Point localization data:
○ ○ ○ ○ ○
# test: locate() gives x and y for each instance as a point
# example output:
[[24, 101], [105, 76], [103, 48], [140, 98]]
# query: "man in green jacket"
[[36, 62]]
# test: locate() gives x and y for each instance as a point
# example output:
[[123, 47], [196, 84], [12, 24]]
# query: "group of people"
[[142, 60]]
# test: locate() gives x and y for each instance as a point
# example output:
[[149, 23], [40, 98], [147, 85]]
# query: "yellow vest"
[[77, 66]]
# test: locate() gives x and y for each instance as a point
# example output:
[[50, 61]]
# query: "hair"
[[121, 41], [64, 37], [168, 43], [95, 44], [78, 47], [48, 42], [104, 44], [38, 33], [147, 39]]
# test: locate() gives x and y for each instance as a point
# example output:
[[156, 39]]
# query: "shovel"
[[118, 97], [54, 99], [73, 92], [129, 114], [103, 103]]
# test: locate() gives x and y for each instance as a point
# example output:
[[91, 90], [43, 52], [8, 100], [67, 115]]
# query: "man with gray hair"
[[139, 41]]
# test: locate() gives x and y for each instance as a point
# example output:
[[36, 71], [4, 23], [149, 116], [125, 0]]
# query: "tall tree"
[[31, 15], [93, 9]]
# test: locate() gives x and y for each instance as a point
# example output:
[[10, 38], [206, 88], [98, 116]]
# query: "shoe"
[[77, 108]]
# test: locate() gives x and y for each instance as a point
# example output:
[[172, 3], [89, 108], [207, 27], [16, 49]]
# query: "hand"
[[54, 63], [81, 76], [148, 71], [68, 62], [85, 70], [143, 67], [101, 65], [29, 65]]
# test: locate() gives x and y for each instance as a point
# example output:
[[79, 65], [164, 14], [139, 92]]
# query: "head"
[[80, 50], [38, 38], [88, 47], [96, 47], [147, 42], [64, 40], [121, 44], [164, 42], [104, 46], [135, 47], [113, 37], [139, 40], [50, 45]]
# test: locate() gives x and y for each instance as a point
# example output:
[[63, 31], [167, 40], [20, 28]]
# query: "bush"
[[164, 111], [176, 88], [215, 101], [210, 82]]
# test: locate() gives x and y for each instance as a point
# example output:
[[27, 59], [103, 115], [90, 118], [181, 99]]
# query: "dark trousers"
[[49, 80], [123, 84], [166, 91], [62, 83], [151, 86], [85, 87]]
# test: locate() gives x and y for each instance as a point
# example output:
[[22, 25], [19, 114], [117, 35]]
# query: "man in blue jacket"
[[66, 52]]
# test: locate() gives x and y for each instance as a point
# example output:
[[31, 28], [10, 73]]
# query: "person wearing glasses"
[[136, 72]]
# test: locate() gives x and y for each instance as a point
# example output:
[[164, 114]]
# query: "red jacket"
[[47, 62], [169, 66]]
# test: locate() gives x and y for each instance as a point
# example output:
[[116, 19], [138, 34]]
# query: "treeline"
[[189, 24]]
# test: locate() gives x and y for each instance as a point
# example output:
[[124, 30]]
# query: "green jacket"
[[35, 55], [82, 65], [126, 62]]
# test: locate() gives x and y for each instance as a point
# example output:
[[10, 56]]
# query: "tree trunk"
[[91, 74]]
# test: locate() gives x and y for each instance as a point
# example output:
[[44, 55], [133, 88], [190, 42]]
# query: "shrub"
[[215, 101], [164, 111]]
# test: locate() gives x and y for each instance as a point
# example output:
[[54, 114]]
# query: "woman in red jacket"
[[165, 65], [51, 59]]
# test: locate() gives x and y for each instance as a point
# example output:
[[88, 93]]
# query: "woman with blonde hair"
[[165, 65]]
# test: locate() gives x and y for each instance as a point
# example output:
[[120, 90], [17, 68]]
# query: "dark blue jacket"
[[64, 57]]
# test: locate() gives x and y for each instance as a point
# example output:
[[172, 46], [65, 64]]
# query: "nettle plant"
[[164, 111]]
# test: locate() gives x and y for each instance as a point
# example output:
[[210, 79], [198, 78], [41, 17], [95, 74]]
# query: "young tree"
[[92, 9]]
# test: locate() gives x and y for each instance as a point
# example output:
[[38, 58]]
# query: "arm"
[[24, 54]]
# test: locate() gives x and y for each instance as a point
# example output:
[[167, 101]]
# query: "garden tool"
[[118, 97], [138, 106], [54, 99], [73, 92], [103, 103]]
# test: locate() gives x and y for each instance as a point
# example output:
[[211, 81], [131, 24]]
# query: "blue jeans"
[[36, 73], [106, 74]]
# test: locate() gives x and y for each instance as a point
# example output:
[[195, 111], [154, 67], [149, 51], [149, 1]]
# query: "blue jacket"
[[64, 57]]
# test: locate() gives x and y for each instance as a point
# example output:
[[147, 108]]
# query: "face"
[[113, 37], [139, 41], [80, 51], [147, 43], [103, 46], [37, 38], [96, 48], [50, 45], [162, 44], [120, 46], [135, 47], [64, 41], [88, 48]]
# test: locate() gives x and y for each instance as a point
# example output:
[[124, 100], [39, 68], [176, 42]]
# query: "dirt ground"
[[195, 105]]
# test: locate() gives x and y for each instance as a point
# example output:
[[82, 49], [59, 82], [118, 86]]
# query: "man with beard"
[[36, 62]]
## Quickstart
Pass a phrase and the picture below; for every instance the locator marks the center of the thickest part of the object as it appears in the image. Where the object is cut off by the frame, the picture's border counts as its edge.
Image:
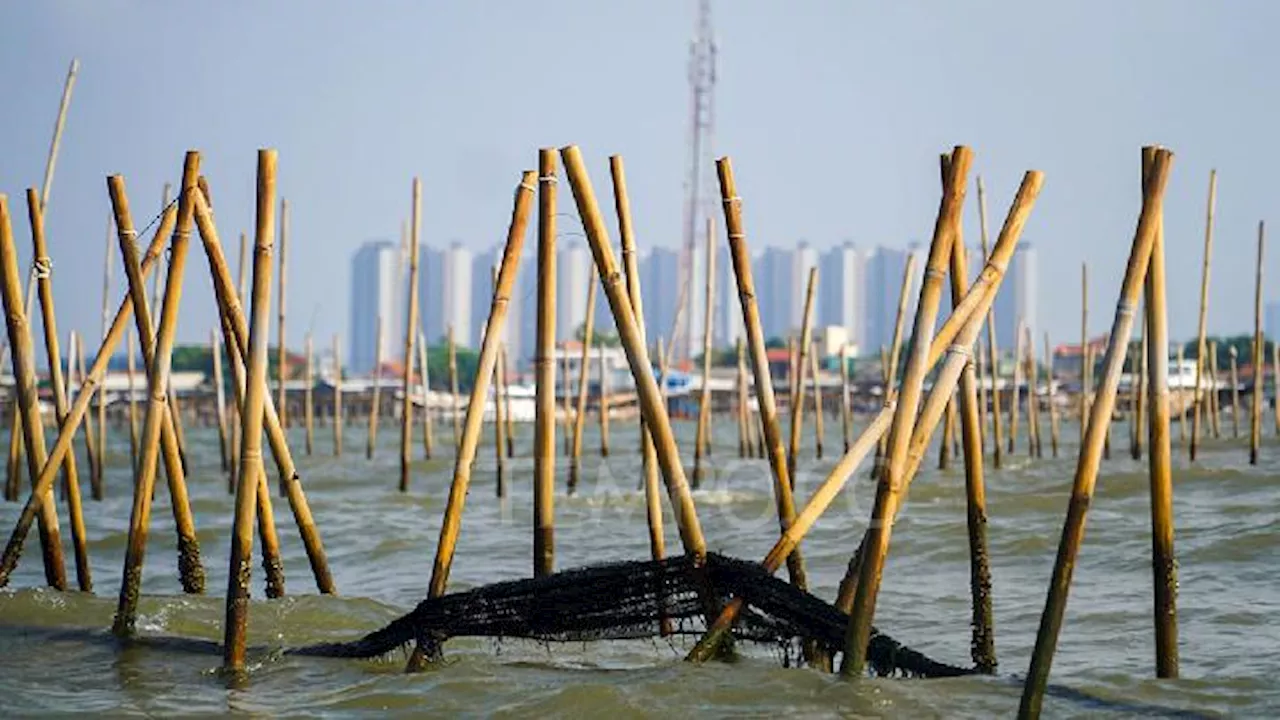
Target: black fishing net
(632, 600)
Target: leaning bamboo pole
(1162, 560)
(1087, 465)
(466, 451)
(702, 438)
(155, 431)
(231, 308)
(638, 356)
(27, 404)
(1258, 361)
(251, 419)
(71, 477)
(376, 396)
(1201, 349)
(67, 431)
(583, 381)
(798, 372)
(544, 369)
(411, 336)
(649, 454)
(888, 484)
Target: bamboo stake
(583, 376)
(465, 458)
(282, 356)
(44, 267)
(220, 393)
(798, 370)
(638, 356)
(453, 390)
(891, 479)
(544, 367)
(846, 414)
(231, 308)
(27, 401)
(1203, 310)
(1052, 406)
(428, 429)
(67, 431)
(251, 419)
(1162, 560)
(702, 440)
(307, 399)
(1260, 370)
(1087, 466)
(410, 336)
(158, 356)
(375, 399)
(649, 454)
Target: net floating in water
(632, 600)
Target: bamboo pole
(649, 454)
(307, 399)
(376, 397)
(1052, 406)
(1087, 465)
(44, 267)
(156, 432)
(411, 336)
(1203, 313)
(544, 368)
(1162, 560)
(27, 408)
(1260, 370)
(80, 408)
(453, 388)
(282, 356)
(428, 429)
(891, 479)
(251, 419)
(583, 377)
(465, 458)
(702, 440)
(817, 402)
(798, 370)
(337, 397)
(220, 396)
(231, 308)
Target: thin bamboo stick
(27, 400)
(465, 458)
(638, 356)
(1201, 349)
(309, 397)
(1260, 370)
(411, 336)
(67, 431)
(231, 308)
(158, 356)
(220, 396)
(44, 267)
(1087, 466)
(1162, 560)
(583, 377)
(1050, 396)
(282, 356)
(649, 454)
(544, 365)
(376, 397)
(702, 440)
(890, 483)
(251, 422)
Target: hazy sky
(833, 113)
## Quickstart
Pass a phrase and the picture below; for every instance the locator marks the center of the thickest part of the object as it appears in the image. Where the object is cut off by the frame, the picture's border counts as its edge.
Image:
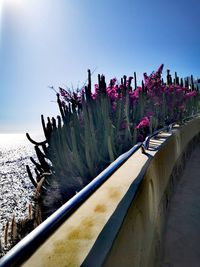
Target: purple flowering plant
(96, 126)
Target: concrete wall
(121, 224)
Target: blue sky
(53, 43)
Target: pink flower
(190, 94)
(123, 125)
(143, 123)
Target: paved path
(182, 236)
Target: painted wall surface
(117, 225)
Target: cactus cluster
(95, 127)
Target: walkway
(182, 236)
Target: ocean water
(16, 189)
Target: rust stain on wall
(101, 208)
(114, 193)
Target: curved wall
(121, 224)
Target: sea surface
(16, 189)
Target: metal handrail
(167, 128)
(21, 251)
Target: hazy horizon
(53, 43)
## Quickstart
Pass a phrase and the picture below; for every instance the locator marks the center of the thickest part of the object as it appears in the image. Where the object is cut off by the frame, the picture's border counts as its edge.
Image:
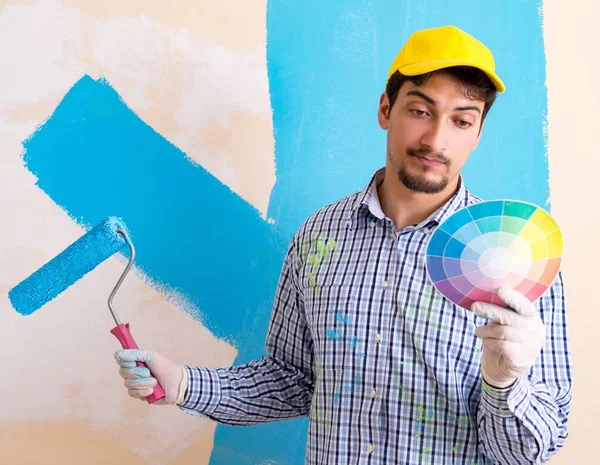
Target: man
(388, 370)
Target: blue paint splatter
(334, 334)
(341, 318)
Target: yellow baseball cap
(432, 49)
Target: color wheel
(494, 244)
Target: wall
(214, 129)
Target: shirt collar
(368, 199)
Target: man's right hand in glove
(140, 381)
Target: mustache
(426, 153)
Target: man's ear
(479, 135)
(383, 113)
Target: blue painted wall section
(327, 67)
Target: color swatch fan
(489, 245)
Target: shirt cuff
(204, 391)
(507, 402)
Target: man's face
(431, 131)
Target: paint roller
(81, 257)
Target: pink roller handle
(123, 334)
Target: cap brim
(429, 66)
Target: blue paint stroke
(69, 266)
(95, 158)
(327, 64)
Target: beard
(419, 182)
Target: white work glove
(512, 340)
(140, 381)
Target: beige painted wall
(87, 414)
(174, 63)
(571, 41)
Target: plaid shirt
(387, 369)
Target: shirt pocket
(329, 309)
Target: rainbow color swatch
(495, 244)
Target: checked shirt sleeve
(277, 387)
(527, 422)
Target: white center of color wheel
(496, 263)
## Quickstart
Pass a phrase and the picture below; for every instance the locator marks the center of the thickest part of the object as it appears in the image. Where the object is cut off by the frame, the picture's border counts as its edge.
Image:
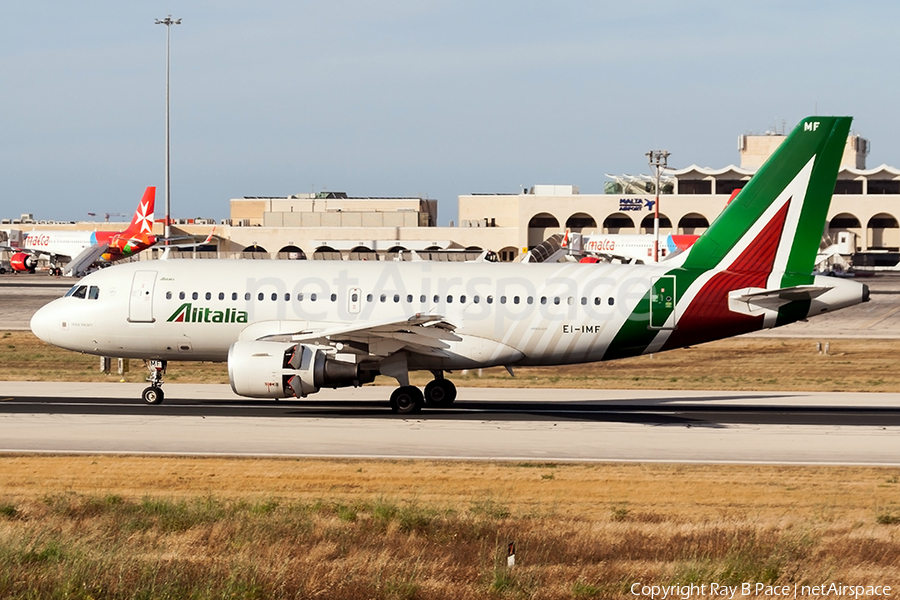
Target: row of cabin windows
(354, 297)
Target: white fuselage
(504, 313)
(58, 243)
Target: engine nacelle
(282, 370)
(22, 261)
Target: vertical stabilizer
(775, 224)
(142, 221)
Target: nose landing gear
(154, 393)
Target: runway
(497, 424)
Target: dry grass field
(853, 365)
(155, 527)
(106, 527)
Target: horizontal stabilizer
(751, 301)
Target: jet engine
(22, 261)
(282, 370)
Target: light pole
(168, 22)
(658, 160)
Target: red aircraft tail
(142, 222)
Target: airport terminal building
(333, 225)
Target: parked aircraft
(76, 251)
(289, 328)
(634, 247)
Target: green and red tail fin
(775, 224)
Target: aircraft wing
(79, 265)
(419, 334)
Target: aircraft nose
(48, 322)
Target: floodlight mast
(658, 160)
(168, 22)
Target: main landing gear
(154, 394)
(408, 399)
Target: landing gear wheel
(407, 399)
(440, 392)
(153, 395)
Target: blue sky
(414, 98)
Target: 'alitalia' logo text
(187, 313)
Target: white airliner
(289, 328)
(77, 251)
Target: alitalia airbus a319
(289, 328)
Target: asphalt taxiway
(499, 424)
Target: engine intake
(283, 370)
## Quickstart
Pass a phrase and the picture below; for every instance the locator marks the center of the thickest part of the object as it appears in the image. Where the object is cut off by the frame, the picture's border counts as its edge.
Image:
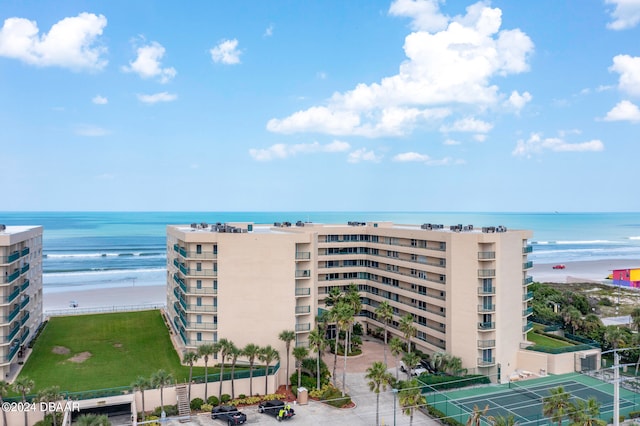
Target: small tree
(299, 353)
(159, 380)
(23, 385)
(190, 358)
(411, 398)
(379, 379)
(141, 384)
(287, 336)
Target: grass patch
(542, 340)
(86, 352)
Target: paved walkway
(319, 414)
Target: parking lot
(364, 413)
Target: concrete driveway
(364, 413)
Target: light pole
(395, 392)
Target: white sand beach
(583, 271)
(105, 297)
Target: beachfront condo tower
(465, 287)
(21, 292)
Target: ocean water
(112, 249)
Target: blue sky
(404, 105)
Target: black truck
(280, 409)
(228, 413)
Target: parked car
(279, 409)
(228, 413)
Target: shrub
(196, 403)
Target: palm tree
(509, 420)
(141, 384)
(395, 347)
(411, 398)
(287, 336)
(205, 351)
(51, 394)
(384, 314)
(379, 379)
(556, 405)
(411, 360)
(299, 353)
(408, 329)
(267, 355)
(251, 351)
(23, 386)
(232, 355)
(585, 413)
(476, 417)
(224, 346)
(317, 343)
(4, 389)
(159, 380)
(190, 358)
(93, 420)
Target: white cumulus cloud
(100, 100)
(148, 63)
(450, 63)
(281, 151)
(157, 97)
(226, 52)
(629, 69)
(70, 43)
(625, 14)
(536, 144)
(624, 111)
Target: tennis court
(523, 400)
○ ○ ○ ○ ○
• _Description of the task_
Up to and including the line with "[[63, 31], [167, 40], [20, 28]]", transcribe the entries above exactly, starting from their first line.

• _Task solution_
# test: locate() gives x and y for each instance as a point
# example output:
[[24, 101], [105, 76], [103, 48], [140, 98]]
# query: "man in green jacket"
[[36, 62]]
# test: locate() gives x and y for each instance as a point
# example output:
[[123, 47], [196, 84], [12, 24]]
# query: "group of people"
[[142, 60]]
# test: locate() gives x and y for each instance as a point
# example output:
[[149, 23], [40, 98], [147, 85]]
# query: "yellow vest"
[[77, 66]]
# test: locate() gives x and y for each instance as a point
# example output:
[[50, 61]]
# query: "hair"
[[121, 41], [64, 37], [168, 43], [95, 44], [78, 47], [48, 42], [104, 44], [38, 33], [147, 39]]
# test: locate() gives x and y for each instance as a point
# example output:
[[156, 39]]
# query: "shovel"
[[118, 97], [54, 99], [73, 92], [129, 114], [103, 103]]
# test: locate() gives x and y for each instance as a point
# example output:
[[91, 90], [43, 52], [8, 100], [67, 115]]
# query: "man with gray hair"
[[139, 41]]
# test: locate() gives x and y for each instance as a point
# example output:
[[36, 71], [4, 23], [149, 116], [125, 0]]
# query: "tall tree"
[[31, 15], [93, 9]]
# test: locate() gives x and y for each instance as a point
# example output:
[[10, 38], [206, 88], [98, 116]]
# query: "shoe"
[[77, 108]]
# test: locate() gives x and y for each instance as a point
# example output:
[[172, 3], [89, 108], [207, 27], [16, 49]]
# query: "hand"
[[54, 63], [81, 76], [148, 71], [68, 62], [85, 70], [143, 67], [101, 65], [29, 65]]
# test: locate() gives x and y for each instance as a point
# example output:
[[79, 65], [164, 14], [139, 92]]
# query: "head"
[[80, 50], [38, 38], [88, 47], [96, 47], [147, 42], [64, 40], [121, 44], [164, 42], [104, 46], [135, 47], [113, 37], [139, 40], [50, 45]]
# test: locate() gives x and y for each instance as a point
# example output:
[[63, 31], [167, 40], [20, 28]]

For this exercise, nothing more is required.